Point labeling examples
══════

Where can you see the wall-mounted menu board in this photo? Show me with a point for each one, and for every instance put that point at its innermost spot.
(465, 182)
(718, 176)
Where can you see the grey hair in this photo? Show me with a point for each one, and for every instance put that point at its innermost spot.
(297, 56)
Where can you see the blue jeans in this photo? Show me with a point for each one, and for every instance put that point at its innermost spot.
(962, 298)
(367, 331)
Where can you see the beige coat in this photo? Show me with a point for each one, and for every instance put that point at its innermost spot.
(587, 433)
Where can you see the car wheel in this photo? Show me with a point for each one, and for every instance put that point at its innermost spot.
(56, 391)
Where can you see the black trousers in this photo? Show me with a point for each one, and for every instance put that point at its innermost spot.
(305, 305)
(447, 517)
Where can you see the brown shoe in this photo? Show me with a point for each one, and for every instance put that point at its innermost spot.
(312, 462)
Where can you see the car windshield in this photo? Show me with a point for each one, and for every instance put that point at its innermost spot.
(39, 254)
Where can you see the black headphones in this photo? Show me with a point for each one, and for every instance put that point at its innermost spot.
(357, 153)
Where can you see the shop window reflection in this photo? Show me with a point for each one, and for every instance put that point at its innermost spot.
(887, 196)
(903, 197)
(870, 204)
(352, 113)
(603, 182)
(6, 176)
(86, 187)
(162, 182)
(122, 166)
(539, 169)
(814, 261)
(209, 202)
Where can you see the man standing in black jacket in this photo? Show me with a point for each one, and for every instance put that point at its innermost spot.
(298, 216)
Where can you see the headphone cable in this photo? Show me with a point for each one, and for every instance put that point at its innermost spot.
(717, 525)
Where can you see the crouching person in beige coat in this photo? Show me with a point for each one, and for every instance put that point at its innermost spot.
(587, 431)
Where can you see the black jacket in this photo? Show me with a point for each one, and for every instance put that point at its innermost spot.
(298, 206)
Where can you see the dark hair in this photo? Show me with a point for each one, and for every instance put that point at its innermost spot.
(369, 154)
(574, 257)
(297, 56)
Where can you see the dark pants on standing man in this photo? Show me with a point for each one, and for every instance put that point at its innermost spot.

══════

**TASK OBJECTIVE**.
Using the listing above, please repeat every entry exactly.

**TASK OUTPUT**.
Where can you see the wall-mounted menu board in this photo? Show me with a point for each one, and for every instance put that point at its innermost spot.
(465, 182)
(718, 176)
Where can you see the grey hair in this photo? Show me with a point for each one, and for every instance put that point at its innermost spot.
(297, 56)
Where can you see the blue jeans in this photo? Show me with a point for each one, and for every instance put that point at its innermost spot.
(962, 298)
(367, 331)
Where can you see the beige coat in this photo? Show me with a point for each one, and for every instance put that point at its innermost spot.
(587, 433)
Where can you see the car wheel in this photo? Show me with a point for each one, and for every instance put that point at its innermost spot.
(56, 391)
Where can you see the black trousers in this photo? Show me with a point for each one, and for every instance put that point at its innermost spot.
(305, 305)
(447, 517)
Where can you see the brown shoe in this photo? Show me with a point for each one, and for every instance put that point at its innermost spot.
(312, 462)
Where can you see the car windshield in this photo? Show me with a point for each one, and for every instance put that point at its innermost spot.
(39, 254)
Where can you see the black headphones in this photo? Show me with a point for each one, and for every instance put that point at its innermost spot.
(357, 153)
Where can you see the shop window reflection in this photo? Show me with a point for each one, and for every instance put that point at its innermost spot.
(887, 196)
(903, 197)
(870, 204)
(352, 113)
(603, 182)
(6, 176)
(86, 187)
(162, 182)
(122, 166)
(539, 169)
(814, 261)
(209, 202)
Where can you see the man standing in black jacket in this photo? Show me with a point for each one, and for every instance put that point at its innermost spot.
(298, 216)
Where can you see the headphone cable in this photo? Show me with a point for each one, and for every instance put that point at its innermost spot.
(717, 525)
Where can you see the crouching person in beige coat in this photo? Show me with a point for each one, and for every instance put that point at its innermost spot.
(587, 431)
Where can you see the black jacket in this photo? Show me with a point for each one, and for every instance put that point at its innermost spot.
(298, 206)
Where can you see the dark hair in this photo? Show me with a point for each one, and for every instance put that point at its innermost spot.
(369, 154)
(574, 257)
(297, 56)
Where can you see the dark pants on standing man in this photo? Show me with a point for each one, and for every instance put that point at its innermost spot.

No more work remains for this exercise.